THE RECORDS START

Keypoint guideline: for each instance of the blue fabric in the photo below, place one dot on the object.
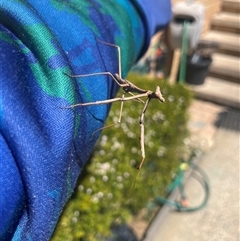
(43, 147)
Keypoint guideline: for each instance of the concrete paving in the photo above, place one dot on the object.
(215, 129)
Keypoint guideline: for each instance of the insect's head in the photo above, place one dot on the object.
(158, 94)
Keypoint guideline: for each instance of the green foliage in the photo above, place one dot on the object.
(104, 195)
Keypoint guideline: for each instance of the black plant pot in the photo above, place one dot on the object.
(197, 69)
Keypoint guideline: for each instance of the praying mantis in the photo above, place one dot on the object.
(127, 87)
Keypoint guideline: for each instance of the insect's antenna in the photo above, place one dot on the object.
(119, 55)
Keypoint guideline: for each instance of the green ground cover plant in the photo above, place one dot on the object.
(104, 195)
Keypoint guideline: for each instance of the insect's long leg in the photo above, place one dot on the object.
(114, 124)
(119, 55)
(142, 147)
(108, 101)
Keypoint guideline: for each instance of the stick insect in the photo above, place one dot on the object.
(129, 88)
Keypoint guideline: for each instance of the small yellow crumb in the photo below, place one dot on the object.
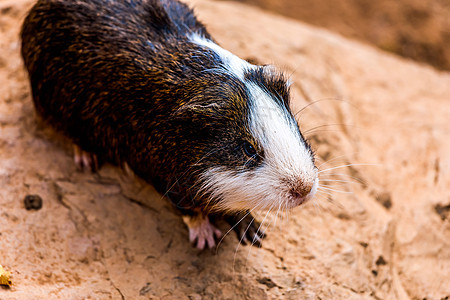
(5, 277)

THE RECORDS END

> **THE PROBLEM**:
The entries above need to be transcribed word for word, and the pictures stay out.

> **PROBLEM SOLUTION**:
Keypoint guideline: for each instance of the blue fabric in the photo below, place one dot on the object.
(43, 147)
Keypoint guideline: for each instance of the concrete paving in the photo above, place one dot on the object.
(215, 129)
Keypoint guideline: for each instance of the insect's head in the photo above, place one dot on the object.
(158, 94)
Keypoint guideline: for each instance of the green foliage in the photo above, place one dot on the object.
(104, 195)
Keypoint guideline: for each instance of the black plant pot in the photo above, place one dot on the object.
(197, 69)
Keypoint guideline: for each instance of the praying mantis in the photo above, place one dot on the object.
(127, 87)
Keypoint guideline: for each instance of the insect's antenna in the photo above, place one dot on the object.
(119, 55)
Keypoint guideline: for each instance of the green ground cover plant in the photo above, place one dot on the object.
(104, 195)
Keypoint guideline: for each instance of the insect's long leg in the photo above, place one dot on the object.
(114, 124)
(119, 55)
(142, 147)
(108, 101)
Keypoint guideline: for each instance of the stick insect in the photo above, place one dot on the object.
(129, 88)
Keypoint guideline: for each instance of the small yellow crumb in the photo below, place one dot on the object.
(5, 277)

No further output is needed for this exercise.